**WORK REQUIRED**
Locate the string "armchair" in the records below. Copy every line where it occurs.

**INPUT FOR THIS TASK**
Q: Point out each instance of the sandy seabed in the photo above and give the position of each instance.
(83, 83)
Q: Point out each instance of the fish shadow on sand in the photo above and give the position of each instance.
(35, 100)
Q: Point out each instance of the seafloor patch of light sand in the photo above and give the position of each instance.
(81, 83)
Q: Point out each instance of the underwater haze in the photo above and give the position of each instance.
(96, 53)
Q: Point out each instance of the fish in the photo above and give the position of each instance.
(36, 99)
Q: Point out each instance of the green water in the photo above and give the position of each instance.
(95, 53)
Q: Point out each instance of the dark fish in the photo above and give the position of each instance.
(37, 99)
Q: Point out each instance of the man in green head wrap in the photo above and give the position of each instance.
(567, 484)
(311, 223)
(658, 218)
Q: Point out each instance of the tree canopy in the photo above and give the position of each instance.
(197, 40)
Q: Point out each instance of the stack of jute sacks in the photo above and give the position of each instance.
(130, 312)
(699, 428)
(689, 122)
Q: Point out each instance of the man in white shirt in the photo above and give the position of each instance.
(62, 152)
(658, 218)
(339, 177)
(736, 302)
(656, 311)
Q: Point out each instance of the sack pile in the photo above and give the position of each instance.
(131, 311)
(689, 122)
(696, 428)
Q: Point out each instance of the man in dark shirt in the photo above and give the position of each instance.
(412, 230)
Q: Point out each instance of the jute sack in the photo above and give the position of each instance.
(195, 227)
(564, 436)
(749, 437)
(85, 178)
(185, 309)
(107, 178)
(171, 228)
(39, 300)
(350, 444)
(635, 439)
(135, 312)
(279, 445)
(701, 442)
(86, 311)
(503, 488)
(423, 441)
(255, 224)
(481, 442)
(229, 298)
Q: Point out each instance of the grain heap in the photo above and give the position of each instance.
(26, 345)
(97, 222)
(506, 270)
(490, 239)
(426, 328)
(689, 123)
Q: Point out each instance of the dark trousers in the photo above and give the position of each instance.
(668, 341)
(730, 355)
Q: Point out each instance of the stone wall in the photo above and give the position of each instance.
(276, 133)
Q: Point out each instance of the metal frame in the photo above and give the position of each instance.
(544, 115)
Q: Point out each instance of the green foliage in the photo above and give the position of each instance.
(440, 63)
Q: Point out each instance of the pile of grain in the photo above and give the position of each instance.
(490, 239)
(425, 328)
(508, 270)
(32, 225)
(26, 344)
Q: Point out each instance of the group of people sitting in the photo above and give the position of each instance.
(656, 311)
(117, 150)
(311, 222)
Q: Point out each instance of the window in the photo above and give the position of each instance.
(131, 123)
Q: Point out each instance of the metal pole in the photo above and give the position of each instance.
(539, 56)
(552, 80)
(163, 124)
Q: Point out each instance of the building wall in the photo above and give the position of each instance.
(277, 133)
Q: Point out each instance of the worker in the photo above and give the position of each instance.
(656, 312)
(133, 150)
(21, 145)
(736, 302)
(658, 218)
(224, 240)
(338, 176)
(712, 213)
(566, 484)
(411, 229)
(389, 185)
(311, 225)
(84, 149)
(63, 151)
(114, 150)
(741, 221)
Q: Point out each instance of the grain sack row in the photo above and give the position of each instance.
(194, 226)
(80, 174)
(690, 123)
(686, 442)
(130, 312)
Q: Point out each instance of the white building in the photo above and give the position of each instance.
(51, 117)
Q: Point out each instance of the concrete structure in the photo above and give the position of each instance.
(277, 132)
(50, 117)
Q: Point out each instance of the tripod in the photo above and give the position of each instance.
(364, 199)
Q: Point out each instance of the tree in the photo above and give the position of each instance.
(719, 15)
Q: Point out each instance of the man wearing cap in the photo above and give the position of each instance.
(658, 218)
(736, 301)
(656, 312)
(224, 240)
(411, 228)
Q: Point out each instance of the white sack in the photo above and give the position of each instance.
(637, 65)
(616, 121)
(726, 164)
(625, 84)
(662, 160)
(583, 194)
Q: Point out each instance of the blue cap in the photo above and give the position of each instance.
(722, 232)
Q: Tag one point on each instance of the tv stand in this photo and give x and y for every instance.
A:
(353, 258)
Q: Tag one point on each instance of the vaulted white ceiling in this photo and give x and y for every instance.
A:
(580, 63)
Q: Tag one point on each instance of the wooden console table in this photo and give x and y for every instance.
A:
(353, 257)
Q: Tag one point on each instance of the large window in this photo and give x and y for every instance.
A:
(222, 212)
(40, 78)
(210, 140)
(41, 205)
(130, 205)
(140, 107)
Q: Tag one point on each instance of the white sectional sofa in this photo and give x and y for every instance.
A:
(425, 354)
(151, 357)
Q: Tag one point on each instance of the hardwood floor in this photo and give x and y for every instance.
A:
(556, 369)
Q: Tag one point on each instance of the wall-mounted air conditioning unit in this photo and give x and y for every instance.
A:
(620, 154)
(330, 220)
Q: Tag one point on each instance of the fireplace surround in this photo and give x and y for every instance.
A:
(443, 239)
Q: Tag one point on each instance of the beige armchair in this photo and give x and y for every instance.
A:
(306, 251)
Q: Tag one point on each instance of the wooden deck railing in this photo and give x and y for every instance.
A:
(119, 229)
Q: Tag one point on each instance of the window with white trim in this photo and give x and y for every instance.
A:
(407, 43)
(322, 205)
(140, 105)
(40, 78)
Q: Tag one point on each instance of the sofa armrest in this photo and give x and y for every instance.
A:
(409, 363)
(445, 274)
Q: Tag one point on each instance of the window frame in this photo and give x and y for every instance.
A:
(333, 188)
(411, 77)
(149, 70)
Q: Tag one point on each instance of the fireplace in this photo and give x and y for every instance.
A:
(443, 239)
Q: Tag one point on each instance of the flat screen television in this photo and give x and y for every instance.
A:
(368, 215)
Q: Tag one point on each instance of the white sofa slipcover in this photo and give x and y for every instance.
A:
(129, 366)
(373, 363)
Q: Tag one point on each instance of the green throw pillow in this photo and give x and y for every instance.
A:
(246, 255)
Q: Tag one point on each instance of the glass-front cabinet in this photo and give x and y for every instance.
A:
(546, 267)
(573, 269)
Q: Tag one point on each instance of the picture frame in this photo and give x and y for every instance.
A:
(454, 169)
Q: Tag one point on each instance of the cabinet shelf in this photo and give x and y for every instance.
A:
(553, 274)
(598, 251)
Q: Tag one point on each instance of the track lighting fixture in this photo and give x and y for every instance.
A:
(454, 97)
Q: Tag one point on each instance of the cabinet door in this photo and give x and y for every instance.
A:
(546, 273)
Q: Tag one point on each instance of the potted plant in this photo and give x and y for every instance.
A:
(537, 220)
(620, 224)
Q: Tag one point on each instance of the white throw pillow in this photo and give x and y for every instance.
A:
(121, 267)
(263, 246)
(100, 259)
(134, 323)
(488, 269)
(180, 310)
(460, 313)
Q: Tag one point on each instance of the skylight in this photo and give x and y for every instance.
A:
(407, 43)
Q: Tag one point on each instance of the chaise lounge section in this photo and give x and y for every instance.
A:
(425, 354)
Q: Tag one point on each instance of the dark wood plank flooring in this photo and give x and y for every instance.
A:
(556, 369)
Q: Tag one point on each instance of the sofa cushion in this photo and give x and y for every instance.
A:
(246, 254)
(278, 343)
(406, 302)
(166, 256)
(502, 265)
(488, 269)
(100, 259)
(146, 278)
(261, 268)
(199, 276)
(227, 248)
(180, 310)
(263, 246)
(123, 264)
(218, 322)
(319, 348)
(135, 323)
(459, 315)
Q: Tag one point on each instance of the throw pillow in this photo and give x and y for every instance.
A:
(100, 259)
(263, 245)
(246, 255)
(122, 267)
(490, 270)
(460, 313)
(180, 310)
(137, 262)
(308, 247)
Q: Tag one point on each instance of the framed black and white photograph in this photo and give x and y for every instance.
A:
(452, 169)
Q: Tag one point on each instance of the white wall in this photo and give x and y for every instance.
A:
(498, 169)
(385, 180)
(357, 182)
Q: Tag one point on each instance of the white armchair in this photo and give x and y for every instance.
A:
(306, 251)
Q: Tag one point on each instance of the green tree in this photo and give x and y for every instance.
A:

**RESULT OF THE EXERCISE**
Q: Tag one point on each instance of the beige armchair in this photo and give x and y for every instance.
Q: Tag one point on each instance of the white armchair in this photo and give x and y for every instance.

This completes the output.